DIRECTIONS:
A. Summarize the passage on tape storage in two sentences.
B. Answer these questions on the passage about tape storage, one line each.
(i) Which institution were DOGE staffers reportedly mocking for still using tape?
(ii) For roughly how many years has tape been "dying," according to the passage?
(iii) In what year did tape work the way most people still picture it?

DOCUMENT EXCERPT:
^^^^^^^^
Every few years someone declares tape dead. Earlier this year it was DOGE staffers reportedly mocking the Library of Congress for still using tape. Before that it was the cloud. Before that it was cheap spinning disk. Tape has been "dying" for roughly thirty years now.
It isn't dying. The numbers say the opposite, and the reason most people miss this is that they're still picturing tape the way it worked in 2005: write a reel, label it by hand, put it on a shelf, forget what's on it. That workflow is dying. The medium underneath it is having its best decade ever — but only if you stop treating it like a glorified USB stick and start treating it like what it actually is: a storage tier that needs the same indexing, metadata, and search infrastructure you'd expect from any modern filesystem.
^^^^^^^^
SOURCE MATERIAL:
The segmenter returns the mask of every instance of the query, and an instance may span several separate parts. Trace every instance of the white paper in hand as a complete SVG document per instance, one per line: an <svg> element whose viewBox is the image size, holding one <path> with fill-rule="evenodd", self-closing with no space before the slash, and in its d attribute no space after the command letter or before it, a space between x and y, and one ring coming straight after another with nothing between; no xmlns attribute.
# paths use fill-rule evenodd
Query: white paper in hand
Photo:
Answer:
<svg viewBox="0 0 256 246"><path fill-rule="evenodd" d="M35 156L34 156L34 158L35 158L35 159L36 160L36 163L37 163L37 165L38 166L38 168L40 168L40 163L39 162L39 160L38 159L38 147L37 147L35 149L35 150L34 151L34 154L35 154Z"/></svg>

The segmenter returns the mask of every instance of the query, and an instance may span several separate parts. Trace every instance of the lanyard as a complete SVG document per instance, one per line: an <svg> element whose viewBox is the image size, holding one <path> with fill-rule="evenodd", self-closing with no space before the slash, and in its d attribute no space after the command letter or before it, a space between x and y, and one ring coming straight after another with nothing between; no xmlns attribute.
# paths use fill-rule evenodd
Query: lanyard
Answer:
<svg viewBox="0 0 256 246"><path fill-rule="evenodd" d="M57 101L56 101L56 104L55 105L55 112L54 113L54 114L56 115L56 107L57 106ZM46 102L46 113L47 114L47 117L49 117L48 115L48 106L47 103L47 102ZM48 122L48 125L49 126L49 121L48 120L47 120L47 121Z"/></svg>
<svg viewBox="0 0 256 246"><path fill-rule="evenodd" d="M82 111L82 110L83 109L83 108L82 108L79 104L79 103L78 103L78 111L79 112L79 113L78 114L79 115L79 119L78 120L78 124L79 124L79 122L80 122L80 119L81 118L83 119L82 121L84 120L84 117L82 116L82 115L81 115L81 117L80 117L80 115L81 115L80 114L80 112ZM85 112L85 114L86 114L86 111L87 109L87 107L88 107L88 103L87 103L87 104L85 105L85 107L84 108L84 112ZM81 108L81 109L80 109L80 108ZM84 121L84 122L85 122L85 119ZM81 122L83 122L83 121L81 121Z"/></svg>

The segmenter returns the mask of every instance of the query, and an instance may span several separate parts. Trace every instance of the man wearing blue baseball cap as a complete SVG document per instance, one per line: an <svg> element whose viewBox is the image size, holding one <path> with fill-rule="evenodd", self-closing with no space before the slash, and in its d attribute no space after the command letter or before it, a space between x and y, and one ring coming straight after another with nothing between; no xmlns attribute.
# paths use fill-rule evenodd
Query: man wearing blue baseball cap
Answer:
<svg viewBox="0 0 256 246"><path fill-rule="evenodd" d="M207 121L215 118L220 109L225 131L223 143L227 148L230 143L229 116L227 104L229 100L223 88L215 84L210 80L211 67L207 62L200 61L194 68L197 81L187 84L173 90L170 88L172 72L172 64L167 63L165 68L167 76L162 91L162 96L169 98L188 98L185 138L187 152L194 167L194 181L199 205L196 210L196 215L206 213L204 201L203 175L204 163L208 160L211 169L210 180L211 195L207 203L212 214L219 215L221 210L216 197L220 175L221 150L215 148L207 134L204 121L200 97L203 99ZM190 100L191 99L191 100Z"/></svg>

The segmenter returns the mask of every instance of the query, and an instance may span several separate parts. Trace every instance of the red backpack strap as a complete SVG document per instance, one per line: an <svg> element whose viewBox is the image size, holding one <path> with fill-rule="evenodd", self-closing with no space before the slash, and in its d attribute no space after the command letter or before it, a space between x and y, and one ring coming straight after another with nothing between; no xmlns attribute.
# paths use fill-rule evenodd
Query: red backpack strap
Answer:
^^^^^^^^
TASK-BY-TASK OUTPUTS:
A. Tape has been declared dead for roughly thirty years, most recently by DOGE staffers who reportedly mocked the Library of Congress for still using it, and before that in favor of the cloud and cheap spinning disk. Only the old workflow of writing, hand-labeling and shelving reels is dying, while the medium is having its best decade ever if it is treated as a storage tier with the indexing, metadata and search infrastructure of a modern filesystem.

B.
(i) The Library of Congress.
(ii) Roughly thirty years.
(iii) 2005.